What is required:
Count how many of the lines below contain the string "given", with case counting, and reply with that number alone.

* * * *

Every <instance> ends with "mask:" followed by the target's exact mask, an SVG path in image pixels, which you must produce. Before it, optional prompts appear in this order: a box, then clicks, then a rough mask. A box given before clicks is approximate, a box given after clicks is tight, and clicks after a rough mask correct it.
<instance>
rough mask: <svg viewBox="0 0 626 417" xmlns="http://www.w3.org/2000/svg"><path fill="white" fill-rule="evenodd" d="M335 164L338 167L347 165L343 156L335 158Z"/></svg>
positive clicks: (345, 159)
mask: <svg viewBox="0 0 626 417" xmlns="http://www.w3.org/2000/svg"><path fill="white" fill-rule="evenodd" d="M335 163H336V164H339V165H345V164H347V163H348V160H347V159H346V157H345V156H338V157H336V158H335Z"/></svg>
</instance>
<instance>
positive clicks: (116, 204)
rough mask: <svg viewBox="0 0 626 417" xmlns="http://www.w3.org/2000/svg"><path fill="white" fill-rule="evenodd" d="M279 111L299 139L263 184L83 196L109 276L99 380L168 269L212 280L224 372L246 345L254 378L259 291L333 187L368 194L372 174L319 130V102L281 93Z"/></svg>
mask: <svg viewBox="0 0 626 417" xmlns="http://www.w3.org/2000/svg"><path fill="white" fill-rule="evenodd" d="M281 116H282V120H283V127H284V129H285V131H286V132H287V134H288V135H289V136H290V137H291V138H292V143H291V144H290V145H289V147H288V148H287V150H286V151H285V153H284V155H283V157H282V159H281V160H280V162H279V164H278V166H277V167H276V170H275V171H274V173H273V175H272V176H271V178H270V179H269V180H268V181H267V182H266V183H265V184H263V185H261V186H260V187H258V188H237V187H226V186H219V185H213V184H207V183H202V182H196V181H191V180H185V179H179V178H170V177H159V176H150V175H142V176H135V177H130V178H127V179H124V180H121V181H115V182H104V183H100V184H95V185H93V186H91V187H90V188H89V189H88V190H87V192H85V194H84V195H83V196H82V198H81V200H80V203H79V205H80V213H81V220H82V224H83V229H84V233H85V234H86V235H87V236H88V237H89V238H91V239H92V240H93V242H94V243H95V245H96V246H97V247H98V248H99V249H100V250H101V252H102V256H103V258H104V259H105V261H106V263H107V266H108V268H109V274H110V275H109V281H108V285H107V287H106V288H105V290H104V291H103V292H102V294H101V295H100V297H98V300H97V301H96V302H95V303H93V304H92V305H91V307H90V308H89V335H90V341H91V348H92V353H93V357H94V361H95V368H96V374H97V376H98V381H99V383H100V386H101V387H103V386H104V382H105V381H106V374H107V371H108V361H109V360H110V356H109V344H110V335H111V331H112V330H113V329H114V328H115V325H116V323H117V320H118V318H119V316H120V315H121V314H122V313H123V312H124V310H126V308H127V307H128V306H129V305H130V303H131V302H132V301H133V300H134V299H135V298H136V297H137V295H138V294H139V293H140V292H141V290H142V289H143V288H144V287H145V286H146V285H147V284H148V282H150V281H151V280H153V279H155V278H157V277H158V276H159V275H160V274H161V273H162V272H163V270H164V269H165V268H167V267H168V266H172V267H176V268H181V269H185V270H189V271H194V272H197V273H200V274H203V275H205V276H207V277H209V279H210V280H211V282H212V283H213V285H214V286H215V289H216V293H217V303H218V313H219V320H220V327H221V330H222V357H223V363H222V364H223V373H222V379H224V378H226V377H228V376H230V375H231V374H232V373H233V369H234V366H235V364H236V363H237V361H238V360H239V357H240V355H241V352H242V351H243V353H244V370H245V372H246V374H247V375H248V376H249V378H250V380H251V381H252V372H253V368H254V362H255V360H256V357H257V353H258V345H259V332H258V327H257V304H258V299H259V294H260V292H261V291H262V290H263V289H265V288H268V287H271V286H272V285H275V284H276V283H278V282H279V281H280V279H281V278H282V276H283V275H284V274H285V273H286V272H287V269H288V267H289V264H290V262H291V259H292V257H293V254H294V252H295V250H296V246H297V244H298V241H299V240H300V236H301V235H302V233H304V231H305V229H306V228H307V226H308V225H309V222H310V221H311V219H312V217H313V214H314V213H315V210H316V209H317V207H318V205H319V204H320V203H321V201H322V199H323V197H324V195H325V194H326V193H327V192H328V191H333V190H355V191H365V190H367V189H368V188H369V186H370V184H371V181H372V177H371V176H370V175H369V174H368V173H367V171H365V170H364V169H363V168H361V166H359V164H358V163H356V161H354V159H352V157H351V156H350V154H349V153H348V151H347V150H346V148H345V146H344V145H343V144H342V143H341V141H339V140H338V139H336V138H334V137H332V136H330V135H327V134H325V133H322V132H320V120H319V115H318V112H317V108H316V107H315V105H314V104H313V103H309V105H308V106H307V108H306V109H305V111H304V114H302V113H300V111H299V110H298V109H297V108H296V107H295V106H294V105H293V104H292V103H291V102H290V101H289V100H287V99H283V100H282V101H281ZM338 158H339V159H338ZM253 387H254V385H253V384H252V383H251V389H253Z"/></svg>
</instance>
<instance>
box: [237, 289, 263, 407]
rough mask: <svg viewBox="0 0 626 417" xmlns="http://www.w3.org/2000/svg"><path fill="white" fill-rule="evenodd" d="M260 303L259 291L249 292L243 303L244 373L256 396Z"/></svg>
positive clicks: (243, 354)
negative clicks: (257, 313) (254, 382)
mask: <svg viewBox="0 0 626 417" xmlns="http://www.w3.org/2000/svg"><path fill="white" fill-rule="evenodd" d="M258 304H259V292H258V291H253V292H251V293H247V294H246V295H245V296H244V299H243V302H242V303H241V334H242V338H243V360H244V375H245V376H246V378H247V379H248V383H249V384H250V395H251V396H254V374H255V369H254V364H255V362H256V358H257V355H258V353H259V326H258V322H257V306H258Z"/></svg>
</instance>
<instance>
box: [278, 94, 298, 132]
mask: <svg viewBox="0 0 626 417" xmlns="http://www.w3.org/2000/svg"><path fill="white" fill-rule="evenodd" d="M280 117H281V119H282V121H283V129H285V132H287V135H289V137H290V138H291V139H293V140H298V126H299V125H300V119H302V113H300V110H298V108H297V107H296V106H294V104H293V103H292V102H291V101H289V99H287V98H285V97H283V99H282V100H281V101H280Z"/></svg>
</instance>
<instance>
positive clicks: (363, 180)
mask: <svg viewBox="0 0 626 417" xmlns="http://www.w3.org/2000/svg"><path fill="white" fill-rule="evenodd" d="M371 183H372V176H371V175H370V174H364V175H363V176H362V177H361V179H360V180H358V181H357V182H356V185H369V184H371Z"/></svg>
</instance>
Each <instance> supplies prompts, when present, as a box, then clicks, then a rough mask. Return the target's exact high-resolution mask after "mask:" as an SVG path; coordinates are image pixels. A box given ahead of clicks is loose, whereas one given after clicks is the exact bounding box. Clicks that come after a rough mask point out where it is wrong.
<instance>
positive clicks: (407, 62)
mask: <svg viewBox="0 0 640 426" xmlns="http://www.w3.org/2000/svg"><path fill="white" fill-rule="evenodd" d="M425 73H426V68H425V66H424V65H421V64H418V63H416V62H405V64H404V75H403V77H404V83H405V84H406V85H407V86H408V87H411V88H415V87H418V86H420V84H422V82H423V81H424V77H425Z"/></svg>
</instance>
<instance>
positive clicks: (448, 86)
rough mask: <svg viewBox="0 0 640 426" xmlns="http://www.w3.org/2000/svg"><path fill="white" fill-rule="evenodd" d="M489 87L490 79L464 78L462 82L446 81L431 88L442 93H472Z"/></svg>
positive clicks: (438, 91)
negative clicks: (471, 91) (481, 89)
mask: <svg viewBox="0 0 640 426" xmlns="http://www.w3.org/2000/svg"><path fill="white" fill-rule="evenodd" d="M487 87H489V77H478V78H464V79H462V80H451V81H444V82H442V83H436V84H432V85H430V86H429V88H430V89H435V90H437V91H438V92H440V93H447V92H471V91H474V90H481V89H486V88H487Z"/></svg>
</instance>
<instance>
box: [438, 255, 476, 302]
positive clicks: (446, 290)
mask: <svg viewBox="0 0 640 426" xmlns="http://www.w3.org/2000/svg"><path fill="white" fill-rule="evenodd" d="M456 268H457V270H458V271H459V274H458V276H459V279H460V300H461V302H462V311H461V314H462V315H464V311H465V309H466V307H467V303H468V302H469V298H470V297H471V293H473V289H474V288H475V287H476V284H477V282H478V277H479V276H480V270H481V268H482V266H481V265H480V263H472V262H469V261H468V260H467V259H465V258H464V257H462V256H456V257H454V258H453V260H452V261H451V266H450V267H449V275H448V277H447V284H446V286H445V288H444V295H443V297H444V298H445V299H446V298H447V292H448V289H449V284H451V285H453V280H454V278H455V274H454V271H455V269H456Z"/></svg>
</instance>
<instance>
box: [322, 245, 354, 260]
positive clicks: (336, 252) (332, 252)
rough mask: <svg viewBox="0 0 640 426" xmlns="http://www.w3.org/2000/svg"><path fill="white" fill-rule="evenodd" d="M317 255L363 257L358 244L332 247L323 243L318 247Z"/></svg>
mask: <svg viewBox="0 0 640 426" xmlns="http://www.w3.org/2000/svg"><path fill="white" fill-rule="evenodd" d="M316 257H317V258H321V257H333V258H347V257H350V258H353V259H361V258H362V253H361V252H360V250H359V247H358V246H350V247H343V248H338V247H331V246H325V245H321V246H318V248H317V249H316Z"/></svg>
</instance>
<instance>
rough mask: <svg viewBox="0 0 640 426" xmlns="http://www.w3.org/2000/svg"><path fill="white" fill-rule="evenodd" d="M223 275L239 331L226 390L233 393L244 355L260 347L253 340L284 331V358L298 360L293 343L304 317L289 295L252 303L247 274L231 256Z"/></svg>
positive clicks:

* * * *

Answer section:
2